Convert every line of the listing below into a JSON array of strings, one string per line, leaving out any blank lines.

--- Start Source material ---

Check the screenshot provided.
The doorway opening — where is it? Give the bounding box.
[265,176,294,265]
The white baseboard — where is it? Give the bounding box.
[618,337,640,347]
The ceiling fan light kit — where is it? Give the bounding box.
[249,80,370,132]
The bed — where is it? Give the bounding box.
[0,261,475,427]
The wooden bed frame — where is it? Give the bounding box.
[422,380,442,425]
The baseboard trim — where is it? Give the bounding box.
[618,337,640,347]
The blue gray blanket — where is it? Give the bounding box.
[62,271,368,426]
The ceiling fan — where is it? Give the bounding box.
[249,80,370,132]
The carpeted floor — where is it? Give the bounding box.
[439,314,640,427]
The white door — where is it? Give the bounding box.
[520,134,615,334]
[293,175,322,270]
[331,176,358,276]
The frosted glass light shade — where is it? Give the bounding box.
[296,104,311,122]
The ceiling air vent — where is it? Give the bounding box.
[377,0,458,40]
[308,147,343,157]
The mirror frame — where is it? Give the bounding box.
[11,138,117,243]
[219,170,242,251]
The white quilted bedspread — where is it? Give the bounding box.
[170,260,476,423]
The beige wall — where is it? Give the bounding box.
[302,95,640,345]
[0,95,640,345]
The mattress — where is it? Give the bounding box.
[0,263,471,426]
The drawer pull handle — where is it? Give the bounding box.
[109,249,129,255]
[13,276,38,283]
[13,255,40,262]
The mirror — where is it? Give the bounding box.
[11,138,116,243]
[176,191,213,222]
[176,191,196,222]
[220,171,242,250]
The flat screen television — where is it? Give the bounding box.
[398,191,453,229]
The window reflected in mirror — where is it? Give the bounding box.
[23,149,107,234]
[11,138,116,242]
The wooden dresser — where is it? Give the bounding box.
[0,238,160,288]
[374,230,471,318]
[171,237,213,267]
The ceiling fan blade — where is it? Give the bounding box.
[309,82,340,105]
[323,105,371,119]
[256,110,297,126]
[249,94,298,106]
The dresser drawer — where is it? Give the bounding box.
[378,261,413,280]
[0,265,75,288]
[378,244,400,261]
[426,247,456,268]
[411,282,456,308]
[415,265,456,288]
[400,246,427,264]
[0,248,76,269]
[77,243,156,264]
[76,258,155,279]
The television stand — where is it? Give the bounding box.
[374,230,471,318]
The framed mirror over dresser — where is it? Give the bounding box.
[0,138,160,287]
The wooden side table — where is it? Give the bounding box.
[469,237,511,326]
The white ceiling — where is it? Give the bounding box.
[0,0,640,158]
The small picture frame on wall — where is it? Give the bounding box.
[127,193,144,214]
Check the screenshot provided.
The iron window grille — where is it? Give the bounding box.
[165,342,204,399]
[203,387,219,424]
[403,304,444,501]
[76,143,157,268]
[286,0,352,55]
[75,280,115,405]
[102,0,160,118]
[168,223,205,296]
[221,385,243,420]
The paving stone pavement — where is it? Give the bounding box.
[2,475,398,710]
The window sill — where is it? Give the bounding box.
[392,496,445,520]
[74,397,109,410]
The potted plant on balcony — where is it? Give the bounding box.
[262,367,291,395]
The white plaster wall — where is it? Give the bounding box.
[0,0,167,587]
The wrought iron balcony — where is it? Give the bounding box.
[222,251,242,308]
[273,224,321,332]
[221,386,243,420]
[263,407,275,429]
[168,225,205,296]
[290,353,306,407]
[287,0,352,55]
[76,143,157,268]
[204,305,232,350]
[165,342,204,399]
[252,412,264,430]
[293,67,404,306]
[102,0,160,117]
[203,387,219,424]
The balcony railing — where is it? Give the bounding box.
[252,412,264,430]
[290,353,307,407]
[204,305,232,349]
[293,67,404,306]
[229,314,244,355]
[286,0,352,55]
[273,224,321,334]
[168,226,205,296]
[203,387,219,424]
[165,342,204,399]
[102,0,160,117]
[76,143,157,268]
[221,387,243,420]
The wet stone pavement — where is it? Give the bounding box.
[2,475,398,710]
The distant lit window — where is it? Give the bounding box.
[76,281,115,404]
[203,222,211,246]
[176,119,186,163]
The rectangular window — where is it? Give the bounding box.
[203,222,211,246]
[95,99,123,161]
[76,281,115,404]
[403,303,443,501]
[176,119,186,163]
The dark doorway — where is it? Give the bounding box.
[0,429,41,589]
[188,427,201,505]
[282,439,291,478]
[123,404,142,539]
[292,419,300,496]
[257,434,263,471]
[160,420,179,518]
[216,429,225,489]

--- End Source material ---

◆ Task output ◆
[
  "Check the screenshot provided.",
  "The doorway opening — where is it? Give the bounding box.",
  "[265,176,294,265]",
  "The white baseboard — where is it? Give the bounding box.",
  "[618,337,640,347]",
  "The ceiling fan light kit — where is it? Give the bounding box.",
  "[249,80,370,132]",
  "The bed — where is it? Give the bounding box.",
  "[0,261,475,427]",
  "The wooden bed frame — where is it? Give the bounding box.",
  "[422,380,442,425]",
  "The baseboard trim — where is it? Give the bounding box.",
  "[618,337,640,347]",
  "The blue gray blanket — where is it? Give the bounding box.",
  "[62,271,368,426]",
  "The ceiling fan — where is it? Give the bounding box.",
  "[249,80,370,132]",
  "The carpeted floor — where is it? Give the bounding box.",
  "[439,314,640,427]",
  "The white door — where is it? Give the bounding box.",
  "[520,134,615,334]",
  "[293,175,322,270]",
  "[331,176,358,276]",
  "The frosted glass light shade — where is it? Give the bounding box.",
  "[296,104,311,122]",
  "The ceiling air vent — where is it? Give the bounding box.",
  "[377,0,458,40]",
  "[308,147,343,157]",
  "The mirror frame — where is it? Give the bounding box.",
  "[11,138,117,243]",
  "[219,170,242,251]",
  "The white quilted bedspread — where is it? Give the bounding box.",
  "[170,260,476,423]",
  "The beige wall — where is it? Give the bounding box.",
  "[302,95,640,345]",
  "[0,95,640,345]",
  "The mattress — where is it? Give the bounding box.",
  "[0,263,471,426]",
  "The drawer pull handle — where is it? Give the bounding box.",
  "[109,249,129,255]",
  "[13,276,38,283]",
  "[13,255,40,262]",
  "The mirror — where is it? Give the bounding box.",
  "[11,138,116,243]",
  "[176,191,213,222]",
  "[176,191,196,222]",
  "[220,171,242,250]",
  "The flat screen television — where is it? Give the bounding box.",
  "[398,191,453,229]",
  "The window reflected in mirror — where is it? Give the bounding box.",
  "[23,149,107,234]",
  "[11,138,116,242]",
  "The wooden dresser — where is it? Give the bounding box.",
  "[0,238,160,288]",
  "[374,230,471,318]",
  "[171,237,213,267]",
  "The ceiling fan blade — where is it? Give the bounding box.",
  "[309,82,340,105]",
  "[323,105,371,119]",
  "[256,110,297,126]",
  "[249,94,298,106]",
  "The dresser drawer — where is it? Give the bounding box.",
  "[378,261,413,280]",
  "[0,265,75,288]",
  "[378,244,400,261]",
  "[426,247,456,268]",
  "[411,282,456,308]",
  "[415,265,456,288]",
  "[400,246,427,264]",
  "[0,248,76,269]",
  "[77,243,156,264]",
  "[76,258,155,279]",
  "The television stand — where is it? Give the bounding box.",
  "[374,230,471,318]",
  "The framed mirror over dresser — where is it? Give the bounding box.",
  "[0,138,160,287]",
  "The wooden side table — where is it? Give the bounding box.",
  "[469,237,511,326]",
  "The white ceiling — where is it? Give the bounding box.",
  "[0,0,640,158]",
  "The small picture frame on wall — where is it? Give the bounding box.",
  "[127,193,144,214]",
  "Check the screenshot provided.",
  "The iron window grille — where is it? Give the bounding box.",
  "[165,342,204,399]",
  "[203,387,219,424]",
  "[403,304,444,501]",
  "[76,143,157,268]",
  "[286,0,352,55]",
  "[75,280,115,405]",
  "[102,0,160,118]",
  "[168,223,205,296]",
  "[221,385,243,420]",
  "The paving stone pavement — where is it? Give the bounding box.",
  "[2,475,398,710]",
  "The window sill — where is it? Give the bounding box.",
  "[392,496,445,520]",
  "[74,397,109,410]",
  "The potted plant on balcony — where is it? Give the bounding box.",
  "[262,367,291,395]",
  "The white plaster wall — where is it? Give the bounding box.",
  "[0,0,167,587]",
  "The wrought iron balcony — where is it? Give the bounding box.",
  "[222,251,242,308]",
  "[273,224,321,332]",
  "[221,386,243,420]",
  "[263,407,275,429]",
  "[168,225,205,296]",
  "[290,353,306,407]",
  "[287,0,352,55]",
  "[76,143,157,268]",
  "[204,305,232,350]",
  "[165,342,204,399]",
  "[252,412,264,430]",
  "[293,67,404,306]",
  "[102,0,160,117]",
  "[203,387,219,424]",
  "The balcony railing — where is it? Give the bounding box.",
  "[252,412,264,430]",
  "[290,353,307,407]",
  "[204,305,232,349]",
  "[293,67,404,306]",
  "[229,314,244,355]",
  "[286,0,352,55]",
  "[273,224,321,334]",
  "[168,226,205,296]",
  "[203,387,219,424]",
  "[165,342,204,399]",
  "[102,0,160,117]",
  "[76,143,157,268]",
  "[221,387,243,420]",
  "The wet stone pavement — where is it? Give the bounding box.",
  "[2,475,398,710]",
  "The distant lit window — where is it? Give the bounding box.",
  "[76,281,115,404]",
  "[203,222,211,246]",
  "[176,119,186,163]",
  "The rectangular window — where is it? Give the bounding box.",
  "[203,222,211,246]",
  "[95,99,123,161]",
  "[76,281,115,404]",
  "[403,303,443,501]",
  "[176,119,186,163]",
  "The dark doorway — where is it? Give the bounding box.",
  "[0,429,41,589]",
  "[188,427,201,505]",
  "[282,439,291,478]",
  "[123,404,142,539]",
  "[292,419,300,496]",
  "[257,434,263,471]",
  "[160,420,179,518]",
  "[216,429,225,489]"
]